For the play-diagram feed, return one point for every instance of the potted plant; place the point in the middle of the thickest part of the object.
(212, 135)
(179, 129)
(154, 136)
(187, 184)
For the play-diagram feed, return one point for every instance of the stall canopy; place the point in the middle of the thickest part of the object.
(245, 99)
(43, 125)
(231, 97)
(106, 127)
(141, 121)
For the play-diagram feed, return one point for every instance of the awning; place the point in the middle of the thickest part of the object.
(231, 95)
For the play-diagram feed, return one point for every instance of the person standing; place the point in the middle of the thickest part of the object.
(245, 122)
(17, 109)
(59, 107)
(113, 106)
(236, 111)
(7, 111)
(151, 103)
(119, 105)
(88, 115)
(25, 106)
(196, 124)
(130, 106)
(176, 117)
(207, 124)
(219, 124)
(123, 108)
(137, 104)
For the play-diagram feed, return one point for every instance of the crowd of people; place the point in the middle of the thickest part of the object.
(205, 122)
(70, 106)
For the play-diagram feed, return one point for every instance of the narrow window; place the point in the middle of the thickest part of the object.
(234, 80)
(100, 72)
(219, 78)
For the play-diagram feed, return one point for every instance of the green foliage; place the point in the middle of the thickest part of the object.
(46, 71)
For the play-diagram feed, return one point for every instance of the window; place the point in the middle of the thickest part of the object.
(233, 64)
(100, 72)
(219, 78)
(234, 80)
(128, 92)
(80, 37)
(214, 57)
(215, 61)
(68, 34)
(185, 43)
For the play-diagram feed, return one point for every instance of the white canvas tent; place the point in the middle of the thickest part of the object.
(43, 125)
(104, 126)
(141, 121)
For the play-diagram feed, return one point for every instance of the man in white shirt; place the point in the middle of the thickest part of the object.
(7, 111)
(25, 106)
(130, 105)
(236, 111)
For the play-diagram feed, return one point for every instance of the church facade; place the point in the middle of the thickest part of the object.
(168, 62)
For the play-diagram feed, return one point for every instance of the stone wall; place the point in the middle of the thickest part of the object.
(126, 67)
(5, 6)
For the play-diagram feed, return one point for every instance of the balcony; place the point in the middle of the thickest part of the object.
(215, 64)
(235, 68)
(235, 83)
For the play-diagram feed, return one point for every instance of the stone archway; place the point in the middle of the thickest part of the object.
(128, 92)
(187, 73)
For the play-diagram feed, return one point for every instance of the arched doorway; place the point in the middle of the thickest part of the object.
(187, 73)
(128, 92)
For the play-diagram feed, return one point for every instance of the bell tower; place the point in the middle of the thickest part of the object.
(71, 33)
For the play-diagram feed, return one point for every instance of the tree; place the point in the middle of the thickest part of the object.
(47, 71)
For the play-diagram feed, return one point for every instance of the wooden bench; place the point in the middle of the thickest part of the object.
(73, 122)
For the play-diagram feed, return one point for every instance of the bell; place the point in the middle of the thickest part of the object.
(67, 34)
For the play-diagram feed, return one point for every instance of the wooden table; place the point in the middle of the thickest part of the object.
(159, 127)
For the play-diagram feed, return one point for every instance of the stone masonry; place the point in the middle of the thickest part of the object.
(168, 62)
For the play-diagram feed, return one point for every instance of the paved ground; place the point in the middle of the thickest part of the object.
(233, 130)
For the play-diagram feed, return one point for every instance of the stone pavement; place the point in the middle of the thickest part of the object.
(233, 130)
****
▸ PROBLEM REQUIREMENTS: Turn everything from the line containing "the wooden table;" down to the end of the records into a numbered list, leaving out any blank lines.

▸ EXERCISE RESULT:
1. For the play-diagram feed, return one point for every instance of the wooden table; place the point in the middle of the thickest part of the object.
2. (159, 127)
3. For the play-diagram feed, return one point for every instance of the stone masonry; place the point in the middle of the thickest part of the object.
4. (168, 62)
5. For the play-diagram feed, return one point for every instance of the paved ground; place the point in the middle of the thickest part of the object.
6. (233, 130)
7. For the play-diagram feed, return one point for every instance of the stone pavement; place the point in the middle of the thickest part of the object.
8. (233, 130)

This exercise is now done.